++++ EXCERPT PROVIDED ++++
Tuesday, August 09, 2016

More statistical nonsense

Let's talk about something that makes me mad, but only mildly so.  This also gives me a chance to jump up and down on my soapbox about bad data crunching.

Exhibit A, this piece of click bait from the NY Times with a tone of schadenfreude toward engineering majors:
I clicked and read these counter-intuitive numbers.
This doesn't jibe with my personal experience. Physical scientists that I know are very, very civically engaged. How could we be such slackers when it comes to getting to the voting booth when I see "I voted" stickers on everyone in lab on election day?

Do I know a very atypical set of physical scientists?  I had a hunch that, perhaps, it is because (outside of school and student jobs) I have always worked in national labs that require US citizenship?

I did a little research.

First, I went to The National Study of Learning, Voting, and Engagement (NSLVE) website and read about the project. There appears to be a database accessible from that website. Because I'm not a participant in the research, I lack access to it.

There also appear to be some scholarly articles, which might have the summary data cited by the NY Times.  Again, I lack access to the articles.  (I'm not going to pay $41 for 24 hours of access to an article that may or may not have the data I seek.)

Search for "The National Study of Learning, Voting, and Engagement report". I was able to find several, including reports for Columbia and Long Beach Community College students.
++++ ENTRIES SHOWN ++++
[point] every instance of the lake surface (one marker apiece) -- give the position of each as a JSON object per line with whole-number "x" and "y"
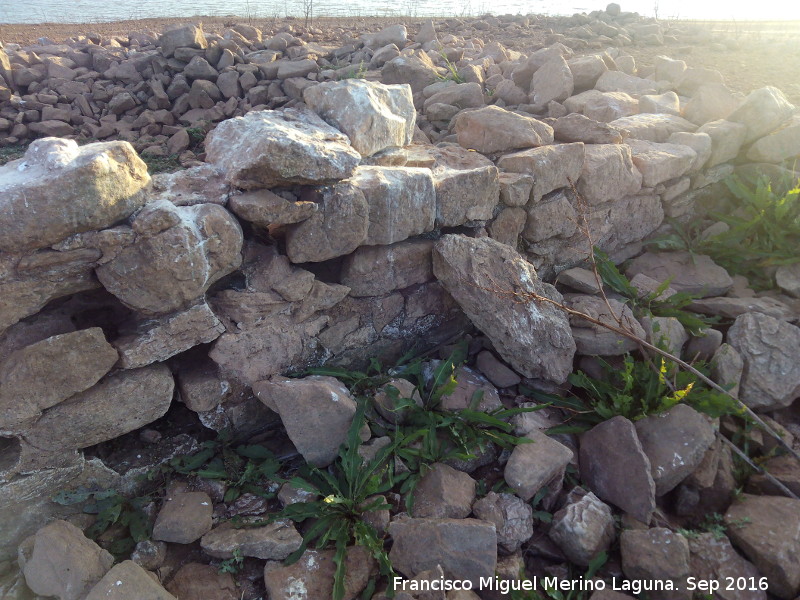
{"x": 89, "y": 11}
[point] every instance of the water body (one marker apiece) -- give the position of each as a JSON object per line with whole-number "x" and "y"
{"x": 89, "y": 11}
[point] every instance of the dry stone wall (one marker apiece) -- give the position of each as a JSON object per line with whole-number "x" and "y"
{"x": 332, "y": 231}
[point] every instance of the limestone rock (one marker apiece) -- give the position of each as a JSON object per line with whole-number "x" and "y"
{"x": 159, "y": 339}
{"x": 269, "y": 148}
{"x": 537, "y": 464}
{"x": 184, "y": 518}
{"x": 43, "y": 374}
{"x": 656, "y": 553}
{"x": 178, "y": 253}
{"x": 337, "y": 228}
{"x": 660, "y": 162}
{"x": 311, "y": 577}
{"x": 583, "y": 528}
{"x": 608, "y": 173}
{"x": 615, "y": 467}
{"x": 373, "y": 115}
{"x": 58, "y": 189}
{"x": 767, "y": 530}
{"x": 533, "y": 338}
{"x": 696, "y": 274}
{"x": 512, "y": 518}
{"x": 195, "y": 581}
{"x": 274, "y": 541}
{"x": 465, "y": 548}
{"x": 443, "y": 493}
{"x": 771, "y": 376}
{"x": 494, "y": 129}
{"x": 128, "y": 581}
{"x": 60, "y": 561}
{"x": 762, "y": 112}
{"x": 401, "y": 202}
{"x": 316, "y": 411}
{"x": 552, "y": 167}
{"x": 675, "y": 443}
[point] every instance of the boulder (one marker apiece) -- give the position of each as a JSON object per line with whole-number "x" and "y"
{"x": 269, "y": 148}
{"x": 493, "y": 129}
{"x": 40, "y": 375}
{"x": 552, "y": 167}
{"x": 465, "y": 548}
{"x": 695, "y": 274}
{"x": 338, "y": 227}
{"x": 675, "y": 443}
{"x": 537, "y": 464}
{"x": 316, "y": 411}
{"x": 532, "y": 337}
{"x": 401, "y": 202}
{"x": 771, "y": 376}
{"x": 58, "y": 189}
{"x": 608, "y": 173}
{"x": 373, "y": 115}
{"x": 60, "y": 561}
{"x": 615, "y": 467}
{"x": 767, "y": 530}
{"x": 177, "y": 254}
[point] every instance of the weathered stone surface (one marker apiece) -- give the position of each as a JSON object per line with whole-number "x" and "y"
{"x": 660, "y": 162}
{"x": 269, "y": 148}
{"x": 592, "y": 339}
{"x": 767, "y": 530}
{"x": 443, "y": 493}
{"x": 401, "y": 202}
{"x": 583, "y": 528}
{"x": 159, "y": 339}
{"x": 493, "y": 129}
{"x": 275, "y": 541}
{"x": 576, "y": 127}
{"x": 373, "y": 115}
{"x": 552, "y": 167}
{"x": 512, "y": 518}
{"x": 188, "y": 36}
{"x": 184, "y": 518}
{"x": 608, "y": 173}
{"x": 60, "y": 561}
{"x": 768, "y": 347}
{"x": 263, "y": 208}
{"x": 337, "y": 228}
{"x": 777, "y": 146}
{"x": 39, "y": 376}
{"x": 763, "y": 111}
{"x": 552, "y": 81}
{"x": 727, "y": 138}
{"x": 104, "y": 411}
{"x": 696, "y": 273}
{"x": 615, "y": 467}
{"x": 311, "y": 577}
{"x": 316, "y": 411}
{"x": 58, "y": 189}
{"x": 195, "y": 581}
{"x": 378, "y": 270}
{"x": 465, "y": 548}
{"x": 656, "y": 553}
{"x": 128, "y": 581}
{"x": 675, "y": 443}
{"x": 178, "y": 253}
{"x": 537, "y": 464}
{"x": 533, "y": 338}
{"x": 714, "y": 559}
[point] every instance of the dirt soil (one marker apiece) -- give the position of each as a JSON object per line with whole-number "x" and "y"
{"x": 749, "y": 54}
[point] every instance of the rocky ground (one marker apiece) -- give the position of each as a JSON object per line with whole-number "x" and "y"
{"x": 368, "y": 318}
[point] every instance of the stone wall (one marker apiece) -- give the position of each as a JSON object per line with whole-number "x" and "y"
{"x": 328, "y": 232}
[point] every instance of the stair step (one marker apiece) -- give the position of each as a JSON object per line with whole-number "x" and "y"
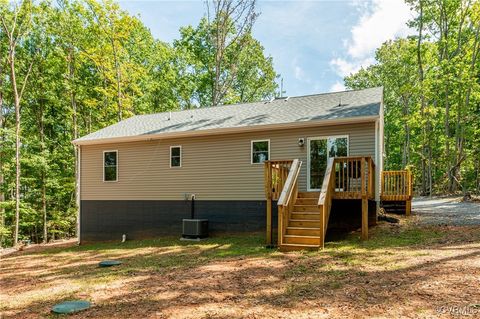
{"x": 305, "y": 215}
{"x": 307, "y": 201}
{"x": 303, "y": 231}
{"x": 303, "y": 240}
{"x": 304, "y": 223}
{"x": 293, "y": 247}
{"x": 304, "y": 208}
{"x": 308, "y": 195}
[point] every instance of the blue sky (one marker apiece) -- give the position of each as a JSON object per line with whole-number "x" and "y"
{"x": 314, "y": 44}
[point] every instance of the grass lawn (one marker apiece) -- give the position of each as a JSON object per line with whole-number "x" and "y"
{"x": 402, "y": 271}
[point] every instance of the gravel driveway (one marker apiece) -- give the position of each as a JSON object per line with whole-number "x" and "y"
{"x": 446, "y": 211}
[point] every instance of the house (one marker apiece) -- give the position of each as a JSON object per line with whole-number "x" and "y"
{"x": 137, "y": 176}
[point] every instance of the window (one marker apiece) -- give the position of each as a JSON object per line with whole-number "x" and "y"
{"x": 110, "y": 166}
{"x": 175, "y": 156}
{"x": 260, "y": 151}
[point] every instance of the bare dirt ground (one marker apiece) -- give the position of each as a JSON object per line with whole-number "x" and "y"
{"x": 447, "y": 211}
{"x": 414, "y": 269}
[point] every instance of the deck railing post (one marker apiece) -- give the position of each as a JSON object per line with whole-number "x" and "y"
{"x": 268, "y": 194}
{"x": 364, "y": 201}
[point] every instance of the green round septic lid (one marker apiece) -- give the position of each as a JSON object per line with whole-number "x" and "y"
{"x": 109, "y": 263}
{"x": 71, "y": 306}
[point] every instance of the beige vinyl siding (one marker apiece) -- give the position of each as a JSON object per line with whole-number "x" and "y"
{"x": 213, "y": 167}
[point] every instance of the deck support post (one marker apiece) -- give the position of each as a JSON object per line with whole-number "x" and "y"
{"x": 269, "y": 221}
{"x": 408, "y": 207}
{"x": 364, "y": 219}
{"x": 364, "y": 201}
{"x": 268, "y": 195}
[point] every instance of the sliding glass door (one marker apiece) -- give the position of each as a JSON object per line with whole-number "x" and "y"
{"x": 319, "y": 150}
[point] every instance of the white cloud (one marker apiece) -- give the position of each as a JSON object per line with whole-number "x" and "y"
{"x": 346, "y": 67}
{"x": 379, "y": 21}
{"x": 299, "y": 73}
{"x": 387, "y": 20}
{"x": 338, "y": 86}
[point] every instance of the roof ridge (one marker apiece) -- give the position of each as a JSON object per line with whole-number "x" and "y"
{"x": 255, "y": 102}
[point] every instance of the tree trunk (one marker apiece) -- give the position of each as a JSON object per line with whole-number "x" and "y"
{"x": 118, "y": 76}
{"x": 425, "y": 139}
{"x": 43, "y": 176}
{"x": 2, "y": 195}
{"x": 73, "y": 102}
{"x": 16, "y": 99}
++++
▸ PROBLEMS TO SOLVE:
a) Answer these about the blog post on voting statistics:
(i) What would the writer not pay for access to a scholarly article?
(ii) What study's website did the writer visit first?
(iii) Which students did the reports the writer found cover?
b) Please summarize the blog post on voting statistics in two sentences.
c) Carry on writing the blog post on voting statistics, starting right after its last sentence.

▸ TASK-BY-TASK ANSWERS:
a)
(i) $41 for 24 hours of access.
(ii) The National Study of Learning, Voting, and Engagement (NSLVE).
(iii) Columbia and Long Beach Community College students.

b) The writer questions NY Times figures suggesting that engineering majors vote less, because that doesn't match the writer's experience of civically engaged physical scientists, possibly because the writer has worked in national labs that require US citizenship. Looking for the underlying data, the writer couldn't access the NSLVE database or the scholarly articles but did find several NSLVE reports, including ones for Columbia and Long Beach Community College students.

c)
In each report, I saw that the figures for % of eligible students voting by major was calculated using IPEDS and the same percentage was applied to all majors at a school, given the schools' overall demographics.
This is based on the percentage of non-resident aliens reported by your institution to the Integrated Postsecondary Education Data System (IPEDS), and is more reliable than the demographic data campuses provide to the Clearinghouse at this time.
Do you see the statistical flaw? The reports gave the numbers with this caveat at the top:
Your students broken down by field of study. Please note that we are not able to adjust these voting rates by removing non-resident aliens.
The NY Times' poorly-researched and reported listicle did not include any methodology or context.

OK, now let's read what the National Science Foundation has to say about Higher Ed in Science and Engineering.
  • About 60% of all foreign graduate students in the United States in 2010 were enrolled in S&E fields, compared with 32% at the undergraduate level.
  • Foreign students earned 57% of all engineering doctorates, 54% of all computer science degrees, and 51% of physics doctoral degrees. Their overall share of S&E degrees was one-third.
  • In 2009, temporary visa students earned 27% of S&E master's degrees, receiving 46% of those in computer sciences, 43% of those in engineering, and 36% of those in physics.
Moreover, physical science and math students are vastly outnumbered by business and other students; the US graduated 19 business majors for every math or statistics major in 2011.

Let's list what we know:
  • Statistics tying individual students majors and voting behavior are difficult to obtain for privacy reasons.
  • They had to make estimates based upon school-wide statistics.
  • Each school reported the % of their students that were not on temporary visas.
  • NSLVE then applied the same % to all majors, even though they know this is inaccurate. They reported that this is a source of error.
  • They also removed students that were younger than 18 and not eligible to vote.
  • The % of students studying STEM is quite low compared to other majors, particularly business.   That gives larger error bars to STEM voting numbers, even without the eligibility estimation.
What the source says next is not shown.